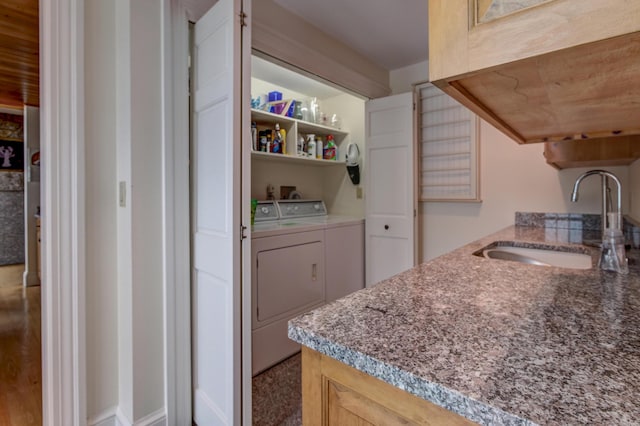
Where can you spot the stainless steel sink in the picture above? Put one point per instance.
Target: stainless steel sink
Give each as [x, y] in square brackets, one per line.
[541, 255]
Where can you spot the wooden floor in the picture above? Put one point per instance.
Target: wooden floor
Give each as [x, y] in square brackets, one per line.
[20, 357]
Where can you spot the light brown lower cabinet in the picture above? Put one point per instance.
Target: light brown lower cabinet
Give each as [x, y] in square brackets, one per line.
[334, 393]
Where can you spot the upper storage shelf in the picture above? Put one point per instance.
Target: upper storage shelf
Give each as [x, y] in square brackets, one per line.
[560, 70]
[295, 128]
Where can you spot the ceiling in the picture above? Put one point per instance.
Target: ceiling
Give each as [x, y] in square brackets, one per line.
[19, 76]
[390, 34]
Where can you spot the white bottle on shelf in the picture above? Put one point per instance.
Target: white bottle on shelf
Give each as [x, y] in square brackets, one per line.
[319, 148]
[311, 146]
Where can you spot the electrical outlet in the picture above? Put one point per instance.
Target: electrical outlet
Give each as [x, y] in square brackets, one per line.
[122, 194]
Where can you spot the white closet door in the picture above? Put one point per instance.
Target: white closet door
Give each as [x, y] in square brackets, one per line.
[216, 162]
[390, 181]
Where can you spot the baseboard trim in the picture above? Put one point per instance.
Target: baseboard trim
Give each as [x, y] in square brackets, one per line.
[30, 278]
[107, 417]
[114, 417]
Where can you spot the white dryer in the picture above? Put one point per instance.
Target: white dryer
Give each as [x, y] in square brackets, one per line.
[301, 259]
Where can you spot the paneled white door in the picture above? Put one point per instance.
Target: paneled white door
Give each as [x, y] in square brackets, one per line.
[217, 216]
[390, 183]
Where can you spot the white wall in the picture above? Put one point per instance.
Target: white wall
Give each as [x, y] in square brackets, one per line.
[101, 202]
[634, 194]
[402, 79]
[513, 178]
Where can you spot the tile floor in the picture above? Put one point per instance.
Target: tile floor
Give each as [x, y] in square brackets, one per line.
[277, 395]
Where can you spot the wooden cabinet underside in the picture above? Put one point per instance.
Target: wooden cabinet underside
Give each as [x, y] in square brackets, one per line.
[588, 92]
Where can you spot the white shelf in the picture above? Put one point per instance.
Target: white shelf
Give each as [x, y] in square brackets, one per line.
[303, 126]
[292, 159]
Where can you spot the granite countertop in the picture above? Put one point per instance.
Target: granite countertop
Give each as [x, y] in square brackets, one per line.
[498, 342]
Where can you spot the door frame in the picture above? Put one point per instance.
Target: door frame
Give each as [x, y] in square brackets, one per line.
[63, 230]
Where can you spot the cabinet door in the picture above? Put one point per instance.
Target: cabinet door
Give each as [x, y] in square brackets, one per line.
[335, 394]
[463, 40]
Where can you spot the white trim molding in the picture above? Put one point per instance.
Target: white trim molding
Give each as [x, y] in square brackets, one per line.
[63, 213]
[176, 211]
[114, 417]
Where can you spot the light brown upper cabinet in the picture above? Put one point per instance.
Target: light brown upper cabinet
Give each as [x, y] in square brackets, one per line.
[541, 70]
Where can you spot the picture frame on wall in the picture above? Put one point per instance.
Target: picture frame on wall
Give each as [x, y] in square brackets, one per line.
[11, 155]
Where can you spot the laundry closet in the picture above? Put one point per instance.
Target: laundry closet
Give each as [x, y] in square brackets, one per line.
[308, 230]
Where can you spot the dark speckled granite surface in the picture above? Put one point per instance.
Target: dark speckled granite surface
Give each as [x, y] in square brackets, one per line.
[496, 341]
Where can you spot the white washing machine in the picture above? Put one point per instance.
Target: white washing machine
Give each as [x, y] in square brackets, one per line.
[289, 268]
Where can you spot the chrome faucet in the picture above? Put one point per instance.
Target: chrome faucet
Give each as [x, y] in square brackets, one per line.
[606, 197]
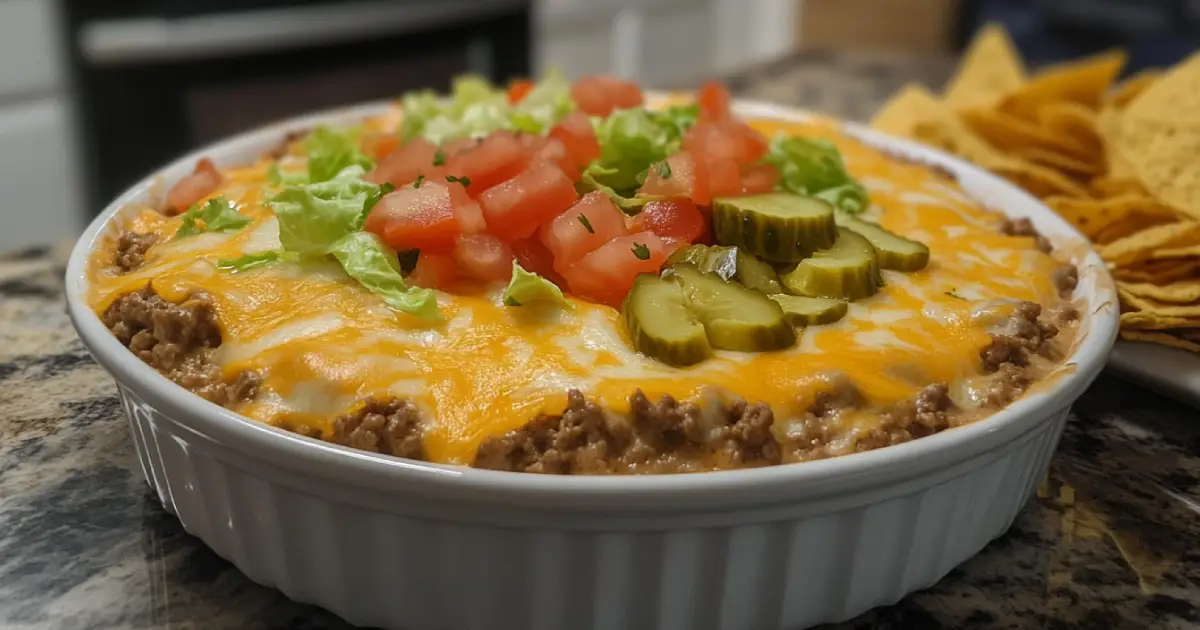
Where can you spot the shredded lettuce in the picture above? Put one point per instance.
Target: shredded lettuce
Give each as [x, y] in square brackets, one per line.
[528, 287]
[814, 167]
[250, 261]
[376, 267]
[217, 215]
[327, 217]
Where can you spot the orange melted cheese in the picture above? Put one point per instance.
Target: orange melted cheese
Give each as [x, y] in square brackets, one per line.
[323, 342]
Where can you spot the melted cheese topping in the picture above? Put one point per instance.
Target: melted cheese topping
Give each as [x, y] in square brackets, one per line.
[323, 342]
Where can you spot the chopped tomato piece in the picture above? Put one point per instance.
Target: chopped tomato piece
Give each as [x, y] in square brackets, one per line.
[607, 274]
[576, 133]
[534, 257]
[483, 257]
[725, 141]
[202, 183]
[516, 208]
[519, 89]
[379, 144]
[405, 165]
[583, 227]
[672, 219]
[599, 96]
[499, 157]
[759, 179]
[682, 177]
[555, 151]
[433, 271]
[714, 102]
[418, 219]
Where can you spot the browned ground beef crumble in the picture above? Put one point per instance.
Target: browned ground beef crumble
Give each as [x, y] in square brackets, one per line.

----------

-- INSTRUCTION --
Every record above must be given again exactly; drop the pictures.

-- EXERCISE RESULT --
Where can you spot the stainless steel sink in the picture above? Put one point per instance.
Target: stainless steel sink
Give each as [x, y] in square brackets, one per line.
[541, 255]
Where can you spot the wooden floor in the picture above? Put one point per instance.
Target: wooden floor
Give each as [x, y] in square brackets, one per line.
[20, 357]
Where can you spot the light brown lower cabinet in the picture above? Put one point per instance.
Target: light brown lower cabinet
Give each as [x, y] in square brackets, one per line.
[334, 393]
Where can you spot the upper storage shelf in the picture above? Put one point per instance.
Target: upper storage shelf
Give each as [x, y] in square brackets, one per line.
[560, 70]
[295, 128]
Where can you spot the ceiling in the picture above? Put one point per instance.
Target: ceiling
Give each as [x, y] in square brackets, one per line.
[19, 76]
[390, 34]
Where can you spot the white bottle on shelf in the picture above? Put one point per instance.
Target: white bottle on shelf
Give each as [x, y] in square brackets, one per line.
[319, 148]
[311, 146]
Where can you spot the electrical outlet in the picture above? Put one point per instance.
Target: electrical outlet
Give each as [x, y] in square brackets, one per line.
[122, 194]
Where can you spot the white closet door in the picture above? Put one point per instance.
Target: white closet door
Give each as [x, y] in square brackets, one per line.
[216, 162]
[390, 181]
Where can you spot the baseboard trim in the picture above? Put one point per instance.
Target: baseboard trim
Give each as [x, y] in square brackets, one per line.
[30, 278]
[107, 417]
[114, 417]
Where can you spot the white dryer in the picture above? Put one point per instance.
Target: white dryer
Give each as [x, y] in square brackets, one per line.
[301, 259]
Where can you spot the paneled white door in the picture above? Put one point per instance.
Target: paneled white door
Give each as [x, y] in square brackets, one per line.
[217, 216]
[390, 183]
Where can you spot the white wall in the picture above? Put one point per instance.
Target: white wall
Give each as [x, y] in square brackets, one per line.
[101, 202]
[634, 194]
[402, 79]
[513, 178]
Where can you spot the tile floor in the picture above? Put one point per instance.
Target: tile floor
Give each as [x, y] in square brackets, one per line.
[277, 395]
Where can you spot the wooden cabinet underside in the picture above? Put one point per instance.
Target: wooden cabinet underside
Give each as [x, y] in square brackets, one per line.
[588, 92]
Where can you spot the white shelf in the picture above? Put one point per instance.
Target: white shelf
Give each as [x, y] in square brackets, one per line.
[303, 126]
[292, 159]
Where can you spot the granite countertop in the picture above? Put one point per instance.
Target: granite countertop
Give each as [x, y] in square brackets, one per line.
[498, 342]
Where can you spot the door frame in the picture above? Put one point per instance.
Target: door frame
Give each as [x, y] in square brackets, one per line.
[63, 230]
Where can you spot the cabinet door in the picture above? Put one point per instance.
Target: cabinet door
Give each as [x, y] in square brackets, one per line.
[335, 394]
[463, 40]
Where can you spot the white trim molding in the picture above? Put one point per instance.
Target: white trim molding
Give each as [x, y] in square brackets, one per line.
[63, 213]
[176, 211]
[114, 417]
Where can you spot the light brown upper cabinet in the picture above? Put one point per instance.
Target: light brown upper cabinet
Give each as [x, y] in square brackets, one per line.
[541, 70]
Where can you spot the picture frame on wall in the picture above? Put one point per instance.
Target: picture frame on wall
Give each as [x, y] in square brackets, one per line.
[11, 155]
Where can you spot the laundry closet in the picture above? Put one point per instance.
Target: laundry closet
Give each as [x, y] in square brackets, one per line.
[308, 230]
Where can you spot the dark speckled granite surface in the picture above? Put one point per instance.
Target: dark speckled granite surface
Give each as [x, y] in square brackets, one per line.
[496, 341]
Where can you spot the white washing machine in the picture above? Put one point per instance.
Target: white washing machine
Give each as [x, y] in square brackets, one per line.
[289, 268]
Where can you spot the chrome faucet in the picture above? Put one point per instance.
Target: chrome faucet
Give each as [x, y] in square brackets, one per line.
[606, 197]
Where can you spot the shredded lettuce in the picture above? Put one point per instance.
Target: shredded lettuce
Give each as [x, y] in square brackets, one per line.
[528, 287]
[814, 167]
[250, 261]
[376, 267]
[217, 215]
[327, 217]
Where can you spot the orange melted cheese in the picture above? Put one point per instance.
Target: orange melted cheese
Give each as [x, y] in square brackets, one per line.
[323, 342]
Where can you spot the melted cheese topping in the picture above? Put one point per instance.
Target: melted cheese topping
Give each as [x, y] in square brackets, one per line.
[323, 342]
Where can you spot the chopped tomato piece in the picture above? Put one point per instance.
Target: chopped tomato piece
Give each as [x, y] in square brackets, one per line.
[607, 274]
[576, 133]
[534, 257]
[483, 257]
[725, 141]
[202, 183]
[516, 208]
[519, 89]
[379, 144]
[405, 165]
[583, 227]
[672, 219]
[599, 96]
[499, 157]
[759, 179]
[682, 177]
[555, 151]
[433, 271]
[714, 102]
[418, 219]
Where can you spot the browned ground beef crumble in the picture above? Put one point per instance.
Target: browned ground beef crumble
Give each as [x, y] in square brackets, one per line.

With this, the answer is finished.